● **SUPPLIED RECORDS**:
····················
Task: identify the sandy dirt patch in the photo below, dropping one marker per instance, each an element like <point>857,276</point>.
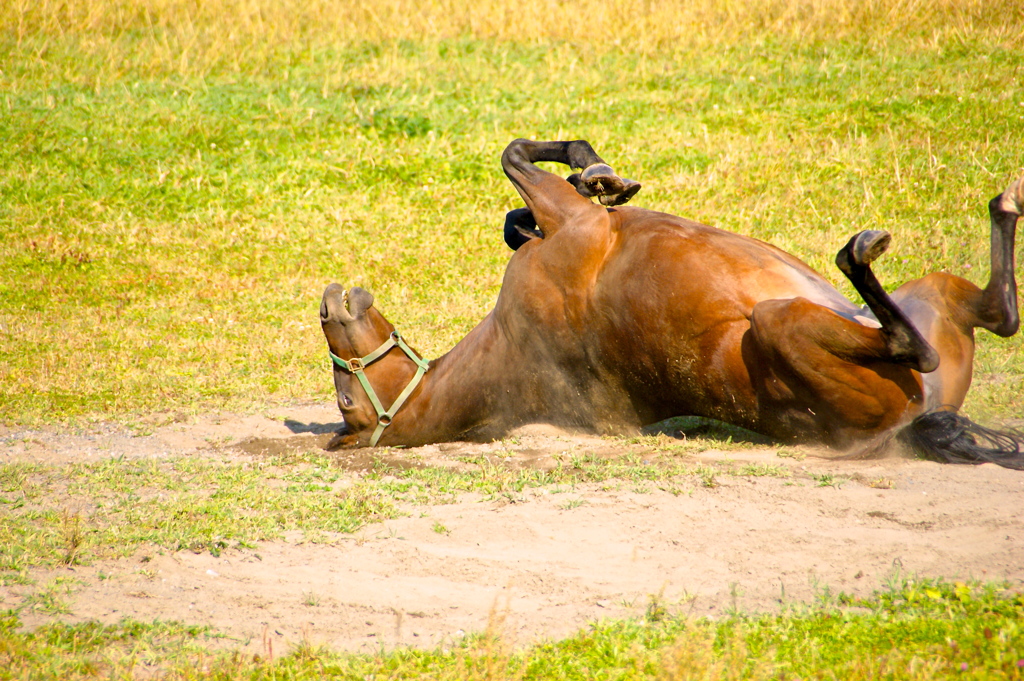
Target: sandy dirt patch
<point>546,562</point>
····················
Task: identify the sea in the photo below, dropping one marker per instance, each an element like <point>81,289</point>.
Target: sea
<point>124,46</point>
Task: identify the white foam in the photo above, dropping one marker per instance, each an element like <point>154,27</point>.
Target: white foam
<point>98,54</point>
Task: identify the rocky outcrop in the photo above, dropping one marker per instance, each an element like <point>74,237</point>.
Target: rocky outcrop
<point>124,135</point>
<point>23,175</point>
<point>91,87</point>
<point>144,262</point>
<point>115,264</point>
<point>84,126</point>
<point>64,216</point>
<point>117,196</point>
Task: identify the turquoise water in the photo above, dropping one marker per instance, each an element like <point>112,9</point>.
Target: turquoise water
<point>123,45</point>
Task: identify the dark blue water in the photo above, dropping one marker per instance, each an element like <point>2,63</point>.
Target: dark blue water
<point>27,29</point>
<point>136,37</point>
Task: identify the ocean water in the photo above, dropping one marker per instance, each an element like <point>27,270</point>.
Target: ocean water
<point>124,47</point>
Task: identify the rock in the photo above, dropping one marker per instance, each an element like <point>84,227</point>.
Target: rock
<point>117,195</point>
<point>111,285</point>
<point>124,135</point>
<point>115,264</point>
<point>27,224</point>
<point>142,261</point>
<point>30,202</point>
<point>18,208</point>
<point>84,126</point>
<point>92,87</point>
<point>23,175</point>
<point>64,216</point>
····················
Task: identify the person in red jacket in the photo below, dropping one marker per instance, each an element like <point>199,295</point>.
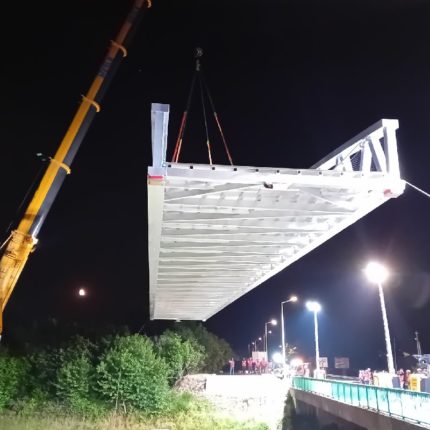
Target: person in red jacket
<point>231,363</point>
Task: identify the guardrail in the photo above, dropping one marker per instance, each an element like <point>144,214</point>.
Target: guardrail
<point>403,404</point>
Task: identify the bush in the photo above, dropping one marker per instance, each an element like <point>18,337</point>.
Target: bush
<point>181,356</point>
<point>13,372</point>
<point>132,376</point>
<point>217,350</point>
····················
● **AIM OF THE EXERCISE**: Recast the lines from the one containing "Task: identify the sandy" up to and including the one containing "<point>546,562</point>" as a numbered list, omitting any blank lines and leaving out the pictures.

● **PROBLEM SOLUTION**:
1. Task: identify the sandy dirt patch in the photo below, dropping one marker per instance, each an element like <point>857,276</point>.
2. Target: sandy dirt patch
3. <point>546,562</point>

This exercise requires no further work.